--- SOURCE DATA Enclosed Below ---

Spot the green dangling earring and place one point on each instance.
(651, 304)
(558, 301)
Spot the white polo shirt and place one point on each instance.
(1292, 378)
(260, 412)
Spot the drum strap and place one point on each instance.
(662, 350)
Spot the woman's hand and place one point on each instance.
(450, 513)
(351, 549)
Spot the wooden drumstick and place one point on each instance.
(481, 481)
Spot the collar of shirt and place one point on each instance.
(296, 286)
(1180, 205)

--- End of Enclosed SOURCE DATA ---
--- SOURCE DATA Enclosed Below ---

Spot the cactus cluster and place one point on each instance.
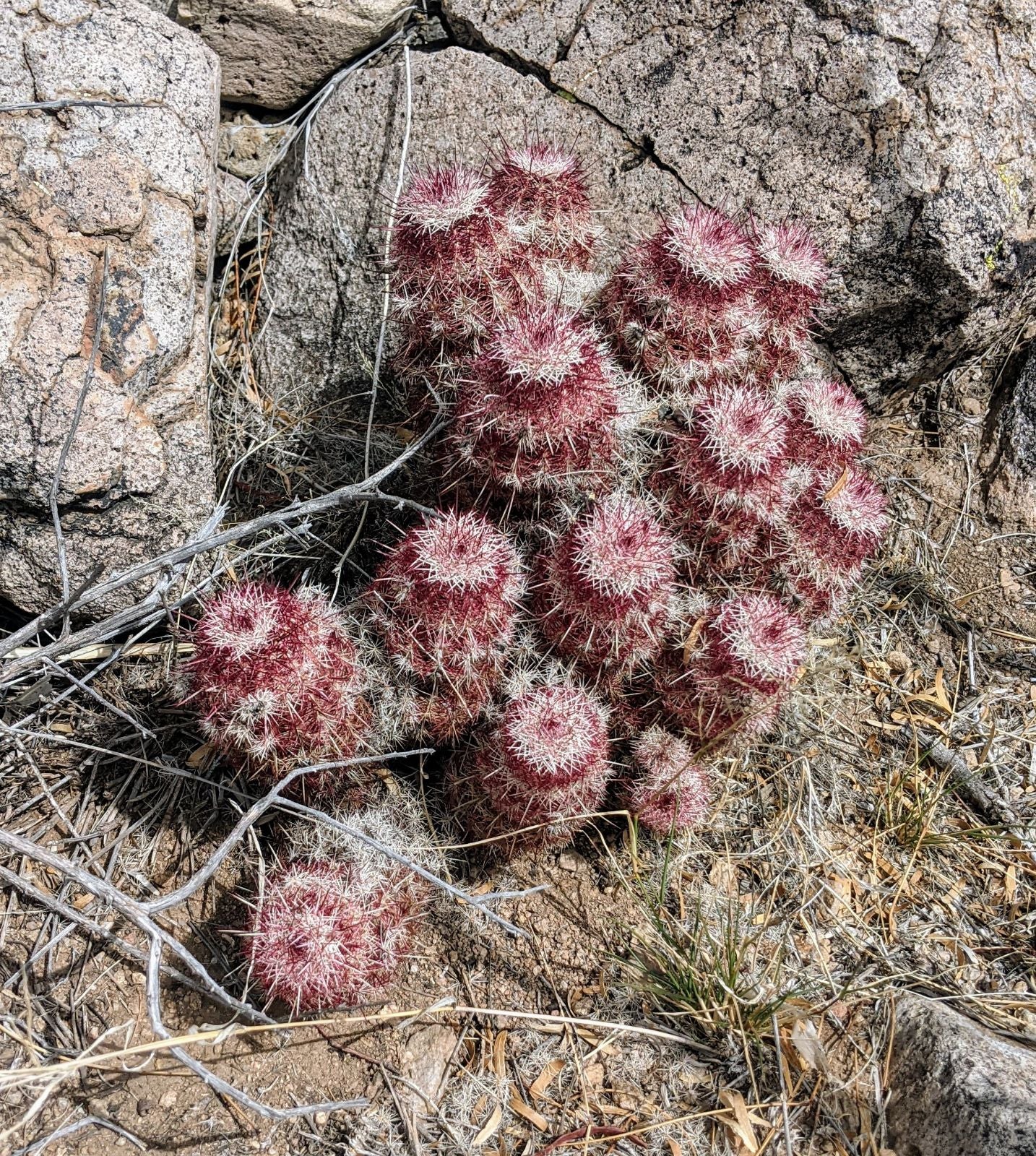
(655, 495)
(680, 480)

--- End of Enclosed SOURCE DATA ---
--- SOURCE DATA Enclosed Below ---

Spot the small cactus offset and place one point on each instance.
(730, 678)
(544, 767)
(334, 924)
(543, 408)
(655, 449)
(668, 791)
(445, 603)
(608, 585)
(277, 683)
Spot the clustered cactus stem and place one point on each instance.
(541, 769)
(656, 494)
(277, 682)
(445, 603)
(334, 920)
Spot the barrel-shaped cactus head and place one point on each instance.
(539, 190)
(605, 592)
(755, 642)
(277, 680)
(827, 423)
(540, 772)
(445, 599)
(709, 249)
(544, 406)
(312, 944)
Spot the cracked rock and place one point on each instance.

--- End of Enclosed SOURCE DATA ---

EXERCISE AIM: Return exactly the lines above from the line that has "Spot the clustered" through the line that has "Spot the cracked", inclusive, and nothing else.

YOUR RESPONSE:
Spot the clustered cactus stem and place one point on each instance.
(541, 769)
(656, 494)
(277, 682)
(445, 603)
(334, 920)
Spot the barrel-shaped cactus head and place one point on each instance.
(539, 190)
(605, 592)
(755, 642)
(277, 680)
(827, 423)
(540, 772)
(445, 599)
(709, 249)
(544, 406)
(312, 944)
Spot the cracked rock and place one point on each instance.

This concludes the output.